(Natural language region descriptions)

******************************

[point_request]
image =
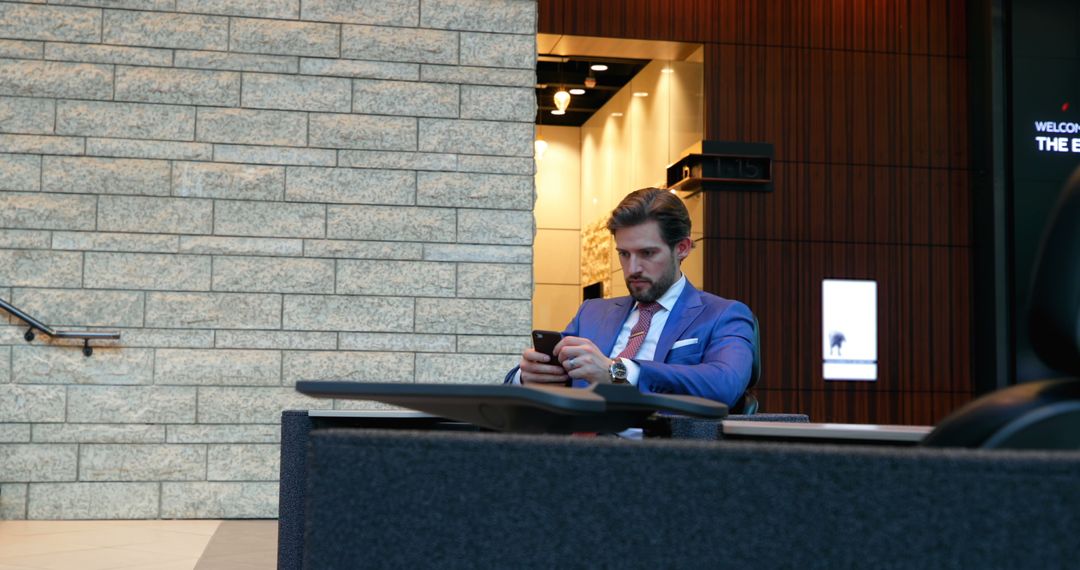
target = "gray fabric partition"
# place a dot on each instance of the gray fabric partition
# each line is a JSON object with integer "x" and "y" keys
{"x": 394, "y": 499}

******************************

- Exercise goal:
Leaving the images out, print the records above exactly.

- Solution to this task:
[point_request]
image =
target = "gray fabric partition"
# place a dot on each instance of the gray fabric partition
# each line is a JSON object with integer "x" and "y" keys
{"x": 394, "y": 499}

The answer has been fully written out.